THE INPUT:
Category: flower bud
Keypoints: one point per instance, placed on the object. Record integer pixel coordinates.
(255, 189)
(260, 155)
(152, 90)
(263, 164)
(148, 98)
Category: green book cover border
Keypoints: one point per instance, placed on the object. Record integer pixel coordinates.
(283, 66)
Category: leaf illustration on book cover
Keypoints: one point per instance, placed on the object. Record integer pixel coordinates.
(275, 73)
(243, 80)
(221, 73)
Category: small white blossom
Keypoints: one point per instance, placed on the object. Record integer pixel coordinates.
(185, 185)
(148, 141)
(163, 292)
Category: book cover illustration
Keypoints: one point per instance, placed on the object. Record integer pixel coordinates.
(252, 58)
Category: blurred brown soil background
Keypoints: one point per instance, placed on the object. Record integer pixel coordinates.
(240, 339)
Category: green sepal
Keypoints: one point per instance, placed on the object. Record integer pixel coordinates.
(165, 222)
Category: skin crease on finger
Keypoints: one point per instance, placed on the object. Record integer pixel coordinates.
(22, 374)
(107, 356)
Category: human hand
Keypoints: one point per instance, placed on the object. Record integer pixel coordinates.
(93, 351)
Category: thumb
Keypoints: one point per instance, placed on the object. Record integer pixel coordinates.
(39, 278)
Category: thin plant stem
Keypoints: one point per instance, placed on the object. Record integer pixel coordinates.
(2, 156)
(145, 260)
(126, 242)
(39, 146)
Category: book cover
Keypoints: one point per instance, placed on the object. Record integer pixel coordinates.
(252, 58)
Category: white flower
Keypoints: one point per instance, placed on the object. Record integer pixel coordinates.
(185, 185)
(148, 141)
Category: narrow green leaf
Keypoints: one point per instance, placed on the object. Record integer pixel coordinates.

WHAT TO DO: Quote the listing in full, please, keeping every line exact.

SOLUTION TO THE PROBLEM:
Category: flower bud
Keypoints: one point per instance, placed on the object. Record integer pixel coordinates.
(255, 189)
(260, 155)
(152, 90)
(263, 164)
(148, 98)
Category: green book cover border
Keypoints: one point per instance, placed on the object. Record integer pixel coordinates.
(283, 66)
Category: leaf illustration on book cover
Keypoints: one point per instance, placed on the object. Record integer pixel coordinates.
(275, 73)
(243, 80)
(221, 73)
Category: small white blossom
Keypoints: one point per instance, placed on the object. Record integer pixel coordinates.
(185, 185)
(148, 141)
(163, 292)
Category: book cover illustration
Keypoints: one point per instance, placed on the object. Record integer pixel coordinates.
(252, 58)
Category: blurred brown soil background
Keypoints: one point per instance, placed on the object. Record integer pixel coordinates.
(240, 339)
Category: green sepal
Keypoints: one point per instance, placed on the object. Record integer pixel coordinates.
(165, 222)
Category: skin crease on finger
Keypoints: one point per instance, placed on the object. Record integer pixel coordinates.
(22, 374)
(107, 356)
Category: human hand
Keypoints: one point per instance, placed on the object. Record integer pixel coordinates.
(93, 351)
Category: thumb
Keypoints: one point per instance, placed on the object. Record integer pixel coordinates.
(39, 278)
Category: thin plant stem
Keypoints: one point per instance, placed on the object. Record integer pixel coordinates.
(2, 156)
(145, 260)
(126, 242)
(39, 146)
Category: book cover
Keypoints: one point per instance, placed on the object. Record integer pixel coordinates.
(252, 58)
Category: white flower
Keypoints: one point per instance, placed on the object. Record integer pixel coordinates.
(185, 185)
(148, 141)
Category: narrow green leaf
Keypoints: one point per instance, placed on the object. Record integer pixel coordinates.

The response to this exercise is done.